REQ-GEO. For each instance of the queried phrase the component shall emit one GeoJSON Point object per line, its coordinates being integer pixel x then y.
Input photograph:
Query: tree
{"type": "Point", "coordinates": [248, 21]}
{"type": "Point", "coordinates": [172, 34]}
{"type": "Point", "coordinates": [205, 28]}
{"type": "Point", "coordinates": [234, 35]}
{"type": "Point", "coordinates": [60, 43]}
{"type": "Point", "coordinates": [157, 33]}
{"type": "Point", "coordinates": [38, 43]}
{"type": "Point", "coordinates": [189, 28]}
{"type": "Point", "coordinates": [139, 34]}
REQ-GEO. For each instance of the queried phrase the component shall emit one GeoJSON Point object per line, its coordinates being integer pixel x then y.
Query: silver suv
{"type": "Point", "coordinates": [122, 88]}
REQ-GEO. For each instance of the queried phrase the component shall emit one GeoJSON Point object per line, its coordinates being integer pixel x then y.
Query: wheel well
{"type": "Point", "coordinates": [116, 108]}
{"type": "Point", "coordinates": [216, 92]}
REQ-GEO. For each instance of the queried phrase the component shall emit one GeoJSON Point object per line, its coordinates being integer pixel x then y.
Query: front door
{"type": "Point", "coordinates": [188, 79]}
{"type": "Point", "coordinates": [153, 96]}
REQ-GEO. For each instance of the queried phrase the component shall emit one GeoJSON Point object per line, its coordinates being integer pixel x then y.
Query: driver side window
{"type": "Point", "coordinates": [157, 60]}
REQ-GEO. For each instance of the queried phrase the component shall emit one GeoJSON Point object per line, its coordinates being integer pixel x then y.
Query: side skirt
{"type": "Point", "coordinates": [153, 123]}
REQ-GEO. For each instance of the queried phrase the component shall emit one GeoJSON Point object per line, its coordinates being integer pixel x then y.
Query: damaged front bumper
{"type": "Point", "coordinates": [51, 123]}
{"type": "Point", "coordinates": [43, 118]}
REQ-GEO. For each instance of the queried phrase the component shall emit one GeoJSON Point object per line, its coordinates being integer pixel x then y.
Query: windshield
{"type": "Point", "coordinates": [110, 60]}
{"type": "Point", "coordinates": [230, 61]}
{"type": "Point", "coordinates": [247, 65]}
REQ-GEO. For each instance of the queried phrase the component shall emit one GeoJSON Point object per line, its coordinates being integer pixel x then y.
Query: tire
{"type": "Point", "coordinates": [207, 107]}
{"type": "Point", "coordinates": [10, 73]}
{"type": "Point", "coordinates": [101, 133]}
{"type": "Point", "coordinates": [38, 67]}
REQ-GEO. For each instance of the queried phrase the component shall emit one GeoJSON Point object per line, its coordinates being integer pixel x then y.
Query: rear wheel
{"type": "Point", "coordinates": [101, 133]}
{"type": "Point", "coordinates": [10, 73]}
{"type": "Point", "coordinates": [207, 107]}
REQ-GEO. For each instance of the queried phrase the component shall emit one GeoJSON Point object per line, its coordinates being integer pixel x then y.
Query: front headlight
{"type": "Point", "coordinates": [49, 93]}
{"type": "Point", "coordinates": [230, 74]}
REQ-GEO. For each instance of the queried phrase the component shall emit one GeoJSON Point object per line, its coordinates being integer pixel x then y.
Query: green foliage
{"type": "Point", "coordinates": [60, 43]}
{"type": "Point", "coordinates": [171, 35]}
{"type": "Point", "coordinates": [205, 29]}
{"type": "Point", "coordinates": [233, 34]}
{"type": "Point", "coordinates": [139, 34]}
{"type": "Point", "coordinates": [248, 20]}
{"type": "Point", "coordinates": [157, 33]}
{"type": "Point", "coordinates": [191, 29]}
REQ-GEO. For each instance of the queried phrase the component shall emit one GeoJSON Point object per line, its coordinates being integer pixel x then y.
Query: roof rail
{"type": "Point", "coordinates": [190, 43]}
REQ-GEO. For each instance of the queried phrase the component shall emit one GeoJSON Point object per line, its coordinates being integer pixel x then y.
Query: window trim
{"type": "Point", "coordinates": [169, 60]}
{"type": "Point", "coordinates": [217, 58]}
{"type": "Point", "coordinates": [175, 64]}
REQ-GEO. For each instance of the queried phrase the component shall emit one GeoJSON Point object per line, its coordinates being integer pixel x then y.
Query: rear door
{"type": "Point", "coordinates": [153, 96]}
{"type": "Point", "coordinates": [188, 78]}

□ □ □ □

Extract all of the data exactly as written.

REQ-GEO. For each instance of the queried phrase the component shall emit one GeoJSON Point object per line, its coordinates being integer pixel x then y.
Input photograph:
Query: tree
{"type": "Point", "coordinates": [248, 21]}
{"type": "Point", "coordinates": [172, 34]}
{"type": "Point", "coordinates": [205, 28]}
{"type": "Point", "coordinates": [234, 35]}
{"type": "Point", "coordinates": [60, 43]}
{"type": "Point", "coordinates": [157, 33]}
{"type": "Point", "coordinates": [38, 43]}
{"type": "Point", "coordinates": [189, 28]}
{"type": "Point", "coordinates": [139, 34]}
REQ-GEO. For each instance of the queried phrase the component shall emit one GeoJSON Point object per line, its coordinates being integer pixel x then y.
Query: silver suv
{"type": "Point", "coordinates": [122, 88]}
REQ-GEO. For each instance of the queried phrase the component shall emit one GeoJSON Point object per line, its coordinates being integer pixel x then y.
Query: wheel well
{"type": "Point", "coordinates": [116, 108]}
{"type": "Point", "coordinates": [216, 92]}
REQ-GEO. For each instance of the queried phrase the component shall emit one GeoJSON Point object per line, its coordinates being integer pixel x then y.
Query: front door
{"type": "Point", "coordinates": [188, 79]}
{"type": "Point", "coordinates": [153, 96]}
REQ-GEO. For each instance of the queried phrase the component shall emit one GeoJSON Point object per line, its coordinates being integer pixel x then y.
Query: driver side window
{"type": "Point", "coordinates": [157, 60]}
REQ-GEO. For each instance of the queried phrase the component shall emit one GeoJSON Point object per line, its coordinates being integer pixel x then y.
Query: side skirt
{"type": "Point", "coordinates": [153, 123]}
REQ-GEO. For each instance of the queried phrase the component shall emit one GeoJSON Point object per line, its coordinates being integer pixel x then y.
Query: damaged front bumper
{"type": "Point", "coordinates": [51, 123]}
{"type": "Point", "coordinates": [43, 118]}
REQ-GEO. For each instance of the queried phrase the component shall emit one GeoJSON Point object per line, its coordinates being integer pixel x then y.
Query: windshield
{"type": "Point", "coordinates": [110, 60]}
{"type": "Point", "coordinates": [230, 61]}
{"type": "Point", "coordinates": [247, 65]}
REQ-GEO. For each instance of the queried phrase the component shall emit one GeoJSON Point object per line, its coordinates being integer pixel x then y.
Query: tire
{"type": "Point", "coordinates": [207, 107]}
{"type": "Point", "coordinates": [10, 73]}
{"type": "Point", "coordinates": [101, 133]}
{"type": "Point", "coordinates": [38, 67]}
REQ-GEO. For each instance of the queried phrase the component shall emit one GeoJSON Point object per line, its coordinates being integer pixel x then y.
Query: rear wheel
{"type": "Point", "coordinates": [101, 133]}
{"type": "Point", "coordinates": [10, 73]}
{"type": "Point", "coordinates": [207, 107]}
REQ-GEO. For each instance of the queried phrase the component shall emit one GeoJSON Point object per line, its coordinates being integer pixel x then y.
Query: front headlight
{"type": "Point", "coordinates": [49, 93]}
{"type": "Point", "coordinates": [230, 74]}
REQ-GEO. For each instance of the queried phrase the component shall emit one GeoJSON Point object per line, its coordinates being integer pixel x then y.
Query: green foliage
{"type": "Point", "coordinates": [60, 43]}
{"type": "Point", "coordinates": [171, 35]}
{"type": "Point", "coordinates": [205, 29]}
{"type": "Point", "coordinates": [233, 34]}
{"type": "Point", "coordinates": [139, 34]}
{"type": "Point", "coordinates": [248, 20]}
{"type": "Point", "coordinates": [157, 33]}
{"type": "Point", "coordinates": [191, 29]}
REQ-GEO. For each instance of the queried phrase the component shall emit one GeoJSON Point object per line, its coordinates being integer pixel x then y.
Query: roof rail
{"type": "Point", "coordinates": [190, 43]}
REQ-GEO. For each instance of the queried phrase the component shall emit one GeoJSON Point object per line, its coordinates being integer pixel x then y.
Query: window trim
{"type": "Point", "coordinates": [169, 60]}
{"type": "Point", "coordinates": [217, 58]}
{"type": "Point", "coordinates": [175, 64]}
REQ-GEO. For each instance of the queried phrase the component shall emit one GeoJSON Point object per line, its coordinates being integer pixel x then y.
Query: rear door
{"type": "Point", "coordinates": [153, 96]}
{"type": "Point", "coordinates": [188, 78]}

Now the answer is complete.